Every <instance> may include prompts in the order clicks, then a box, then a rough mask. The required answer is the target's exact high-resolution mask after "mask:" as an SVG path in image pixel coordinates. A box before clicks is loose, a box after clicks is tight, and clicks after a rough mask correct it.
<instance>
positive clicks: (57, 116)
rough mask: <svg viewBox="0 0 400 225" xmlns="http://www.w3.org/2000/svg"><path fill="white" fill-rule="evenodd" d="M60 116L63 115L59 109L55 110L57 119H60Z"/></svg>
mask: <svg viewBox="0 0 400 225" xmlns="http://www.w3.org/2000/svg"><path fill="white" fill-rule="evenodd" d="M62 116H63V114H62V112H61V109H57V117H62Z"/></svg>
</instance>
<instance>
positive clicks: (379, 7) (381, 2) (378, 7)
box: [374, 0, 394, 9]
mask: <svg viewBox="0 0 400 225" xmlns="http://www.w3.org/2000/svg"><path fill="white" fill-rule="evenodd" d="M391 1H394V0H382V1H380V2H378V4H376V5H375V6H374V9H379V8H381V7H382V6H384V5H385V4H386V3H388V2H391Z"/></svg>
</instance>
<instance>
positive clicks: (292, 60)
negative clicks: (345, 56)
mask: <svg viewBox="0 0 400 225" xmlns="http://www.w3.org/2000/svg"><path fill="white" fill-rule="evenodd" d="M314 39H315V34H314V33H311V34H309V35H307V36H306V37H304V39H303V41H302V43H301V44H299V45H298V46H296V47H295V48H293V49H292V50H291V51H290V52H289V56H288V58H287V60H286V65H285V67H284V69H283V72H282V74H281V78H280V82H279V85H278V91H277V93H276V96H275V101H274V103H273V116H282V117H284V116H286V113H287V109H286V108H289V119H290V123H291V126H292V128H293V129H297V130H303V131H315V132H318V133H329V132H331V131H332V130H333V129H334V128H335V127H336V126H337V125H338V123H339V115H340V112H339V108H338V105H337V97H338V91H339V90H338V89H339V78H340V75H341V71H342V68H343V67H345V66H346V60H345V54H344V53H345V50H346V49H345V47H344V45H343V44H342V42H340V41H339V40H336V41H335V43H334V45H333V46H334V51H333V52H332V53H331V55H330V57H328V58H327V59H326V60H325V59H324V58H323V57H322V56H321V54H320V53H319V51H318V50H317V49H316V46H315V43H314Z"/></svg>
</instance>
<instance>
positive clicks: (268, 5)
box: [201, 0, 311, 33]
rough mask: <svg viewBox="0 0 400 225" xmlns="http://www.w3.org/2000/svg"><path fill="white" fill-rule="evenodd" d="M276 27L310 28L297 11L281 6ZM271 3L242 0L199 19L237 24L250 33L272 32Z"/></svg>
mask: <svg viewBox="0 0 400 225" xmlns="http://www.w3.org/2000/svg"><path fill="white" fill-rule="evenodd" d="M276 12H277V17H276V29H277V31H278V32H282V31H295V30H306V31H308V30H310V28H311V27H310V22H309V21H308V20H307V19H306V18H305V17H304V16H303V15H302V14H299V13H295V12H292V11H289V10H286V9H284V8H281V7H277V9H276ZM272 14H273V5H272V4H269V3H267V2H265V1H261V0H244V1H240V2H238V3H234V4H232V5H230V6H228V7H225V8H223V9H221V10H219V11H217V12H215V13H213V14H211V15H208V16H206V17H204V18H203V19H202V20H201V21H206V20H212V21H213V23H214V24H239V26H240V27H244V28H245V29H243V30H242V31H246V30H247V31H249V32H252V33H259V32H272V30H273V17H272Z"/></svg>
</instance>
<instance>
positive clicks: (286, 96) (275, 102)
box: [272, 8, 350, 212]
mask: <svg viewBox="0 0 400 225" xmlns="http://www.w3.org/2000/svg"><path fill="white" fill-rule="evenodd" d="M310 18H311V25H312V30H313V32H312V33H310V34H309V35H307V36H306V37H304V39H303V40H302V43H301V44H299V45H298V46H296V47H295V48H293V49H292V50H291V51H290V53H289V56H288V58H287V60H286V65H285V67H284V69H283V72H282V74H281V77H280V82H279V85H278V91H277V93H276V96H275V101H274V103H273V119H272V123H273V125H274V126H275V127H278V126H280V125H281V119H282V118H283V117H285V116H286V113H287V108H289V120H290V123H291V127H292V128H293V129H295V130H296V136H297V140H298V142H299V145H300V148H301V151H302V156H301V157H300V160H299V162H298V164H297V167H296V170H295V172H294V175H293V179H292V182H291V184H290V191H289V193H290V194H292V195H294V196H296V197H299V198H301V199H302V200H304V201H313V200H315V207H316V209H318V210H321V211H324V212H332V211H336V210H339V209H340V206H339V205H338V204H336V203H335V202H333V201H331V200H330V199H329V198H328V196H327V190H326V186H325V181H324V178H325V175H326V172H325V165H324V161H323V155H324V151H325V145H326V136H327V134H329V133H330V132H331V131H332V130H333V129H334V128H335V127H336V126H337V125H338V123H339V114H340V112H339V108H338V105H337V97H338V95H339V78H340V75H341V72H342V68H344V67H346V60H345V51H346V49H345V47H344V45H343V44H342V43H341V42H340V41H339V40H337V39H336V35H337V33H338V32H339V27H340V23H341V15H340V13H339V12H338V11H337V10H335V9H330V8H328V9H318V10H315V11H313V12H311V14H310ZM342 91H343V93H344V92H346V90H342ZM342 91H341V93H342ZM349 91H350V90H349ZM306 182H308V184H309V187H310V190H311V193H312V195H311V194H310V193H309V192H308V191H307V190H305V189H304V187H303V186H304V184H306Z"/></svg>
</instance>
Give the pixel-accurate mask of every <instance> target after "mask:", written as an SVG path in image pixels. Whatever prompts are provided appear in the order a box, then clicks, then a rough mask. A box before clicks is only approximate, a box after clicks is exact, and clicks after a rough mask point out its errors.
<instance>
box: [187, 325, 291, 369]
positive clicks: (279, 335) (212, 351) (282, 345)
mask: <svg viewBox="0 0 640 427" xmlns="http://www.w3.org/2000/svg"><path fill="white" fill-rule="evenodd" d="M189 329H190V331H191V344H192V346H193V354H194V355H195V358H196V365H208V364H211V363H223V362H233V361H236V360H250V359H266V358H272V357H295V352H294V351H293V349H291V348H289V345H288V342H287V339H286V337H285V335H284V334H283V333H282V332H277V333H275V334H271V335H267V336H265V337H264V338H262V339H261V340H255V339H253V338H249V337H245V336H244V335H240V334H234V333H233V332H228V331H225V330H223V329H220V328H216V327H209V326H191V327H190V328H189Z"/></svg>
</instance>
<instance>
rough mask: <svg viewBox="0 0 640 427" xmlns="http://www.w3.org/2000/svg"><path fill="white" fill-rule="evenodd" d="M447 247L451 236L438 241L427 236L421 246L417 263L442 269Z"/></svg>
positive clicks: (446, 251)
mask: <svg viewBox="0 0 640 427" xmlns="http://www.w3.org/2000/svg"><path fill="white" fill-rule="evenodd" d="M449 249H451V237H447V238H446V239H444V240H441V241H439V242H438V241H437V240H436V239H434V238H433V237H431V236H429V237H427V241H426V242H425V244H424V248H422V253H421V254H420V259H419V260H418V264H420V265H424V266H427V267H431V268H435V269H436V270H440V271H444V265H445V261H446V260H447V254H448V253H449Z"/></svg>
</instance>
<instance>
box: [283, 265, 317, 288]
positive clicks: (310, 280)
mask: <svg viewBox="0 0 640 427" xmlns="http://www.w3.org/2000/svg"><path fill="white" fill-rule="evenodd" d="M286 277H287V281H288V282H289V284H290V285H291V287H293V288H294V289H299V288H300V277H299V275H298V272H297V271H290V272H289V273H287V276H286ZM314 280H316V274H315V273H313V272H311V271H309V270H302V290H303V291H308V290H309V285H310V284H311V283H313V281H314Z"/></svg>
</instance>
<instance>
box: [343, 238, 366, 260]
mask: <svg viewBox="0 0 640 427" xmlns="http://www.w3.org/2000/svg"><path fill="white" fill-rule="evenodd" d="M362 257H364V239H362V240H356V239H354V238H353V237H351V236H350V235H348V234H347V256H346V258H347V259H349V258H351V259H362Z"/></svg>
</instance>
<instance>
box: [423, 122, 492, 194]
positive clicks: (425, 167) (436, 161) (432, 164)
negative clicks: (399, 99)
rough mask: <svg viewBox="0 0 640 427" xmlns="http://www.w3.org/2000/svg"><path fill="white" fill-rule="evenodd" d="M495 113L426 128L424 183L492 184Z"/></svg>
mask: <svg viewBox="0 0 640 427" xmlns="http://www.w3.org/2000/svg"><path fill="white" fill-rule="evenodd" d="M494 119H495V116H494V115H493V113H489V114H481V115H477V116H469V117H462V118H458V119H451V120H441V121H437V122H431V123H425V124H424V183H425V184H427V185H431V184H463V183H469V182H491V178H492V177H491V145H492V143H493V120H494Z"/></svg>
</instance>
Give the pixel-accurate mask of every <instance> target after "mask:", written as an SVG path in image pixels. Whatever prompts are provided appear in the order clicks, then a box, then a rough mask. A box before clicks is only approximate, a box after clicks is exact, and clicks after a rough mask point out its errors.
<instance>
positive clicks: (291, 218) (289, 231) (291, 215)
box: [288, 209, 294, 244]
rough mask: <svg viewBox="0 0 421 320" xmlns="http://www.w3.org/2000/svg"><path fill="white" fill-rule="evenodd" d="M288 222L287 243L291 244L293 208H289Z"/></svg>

........

**Exercise goal:** Set each line down exactly, starting with the one that contains "positive clicks: (291, 218)" and ending with the last line of the listing; add nothing else.

**Answer for the task:**
positive clicks: (291, 218) (289, 231) (291, 215)
box: [288, 209, 294, 244]
rough mask: <svg viewBox="0 0 421 320" xmlns="http://www.w3.org/2000/svg"><path fill="white" fill-rule="evenodd" d="M288 222L287 243L291 244L293 208H289Z"/></svg>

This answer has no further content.